▶ What to work on
How many lines of the records hold the string "uniform"? Reply with the number alone.

________________________

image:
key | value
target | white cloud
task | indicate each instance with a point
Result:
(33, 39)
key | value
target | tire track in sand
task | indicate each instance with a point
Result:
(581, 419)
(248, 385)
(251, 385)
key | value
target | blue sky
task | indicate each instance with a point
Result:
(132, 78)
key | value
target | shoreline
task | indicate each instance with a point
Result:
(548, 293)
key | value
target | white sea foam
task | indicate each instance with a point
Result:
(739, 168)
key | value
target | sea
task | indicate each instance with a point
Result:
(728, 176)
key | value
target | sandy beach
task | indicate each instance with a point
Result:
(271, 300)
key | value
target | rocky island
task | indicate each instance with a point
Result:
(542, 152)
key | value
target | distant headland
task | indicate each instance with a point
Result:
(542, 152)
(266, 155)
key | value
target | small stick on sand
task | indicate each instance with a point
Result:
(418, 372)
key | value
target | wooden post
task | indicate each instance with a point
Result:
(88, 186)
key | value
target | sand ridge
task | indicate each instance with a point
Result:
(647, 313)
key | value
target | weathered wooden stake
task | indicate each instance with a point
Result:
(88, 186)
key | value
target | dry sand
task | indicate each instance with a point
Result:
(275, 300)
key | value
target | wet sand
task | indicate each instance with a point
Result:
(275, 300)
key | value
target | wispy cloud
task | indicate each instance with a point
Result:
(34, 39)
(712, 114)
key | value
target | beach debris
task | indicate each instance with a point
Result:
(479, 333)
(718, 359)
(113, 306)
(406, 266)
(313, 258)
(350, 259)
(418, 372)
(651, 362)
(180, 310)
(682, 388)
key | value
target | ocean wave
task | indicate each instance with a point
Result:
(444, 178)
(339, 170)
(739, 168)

________________________

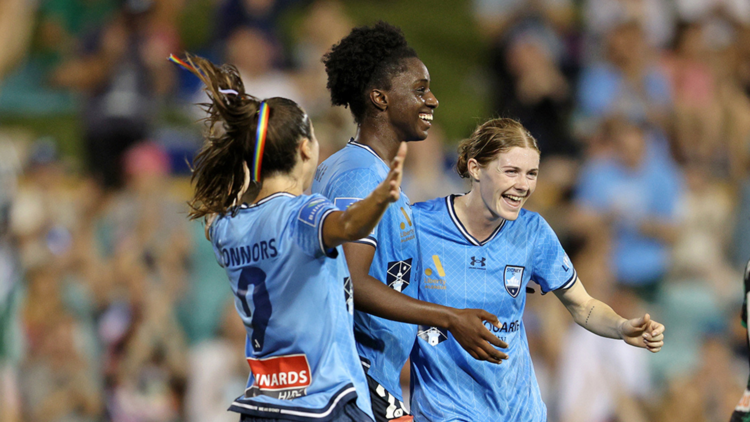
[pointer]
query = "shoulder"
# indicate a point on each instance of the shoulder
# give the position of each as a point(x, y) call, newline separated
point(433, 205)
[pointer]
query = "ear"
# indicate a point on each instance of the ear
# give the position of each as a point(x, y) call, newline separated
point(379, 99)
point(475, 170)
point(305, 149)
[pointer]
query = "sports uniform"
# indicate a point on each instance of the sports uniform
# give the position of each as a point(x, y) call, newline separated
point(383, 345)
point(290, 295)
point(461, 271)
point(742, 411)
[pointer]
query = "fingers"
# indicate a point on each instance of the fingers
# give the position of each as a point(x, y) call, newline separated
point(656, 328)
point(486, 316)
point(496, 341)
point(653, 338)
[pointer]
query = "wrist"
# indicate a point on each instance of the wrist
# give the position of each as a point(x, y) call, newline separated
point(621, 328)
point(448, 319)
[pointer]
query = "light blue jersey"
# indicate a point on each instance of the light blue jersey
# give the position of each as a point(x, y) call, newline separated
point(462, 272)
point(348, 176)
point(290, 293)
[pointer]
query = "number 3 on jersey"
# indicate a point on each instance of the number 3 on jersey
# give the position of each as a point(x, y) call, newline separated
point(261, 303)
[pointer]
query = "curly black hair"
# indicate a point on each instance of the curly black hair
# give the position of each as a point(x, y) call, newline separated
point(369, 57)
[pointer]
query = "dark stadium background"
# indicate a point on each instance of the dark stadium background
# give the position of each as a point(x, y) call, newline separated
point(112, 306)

________________________

▶ Completed exercise
2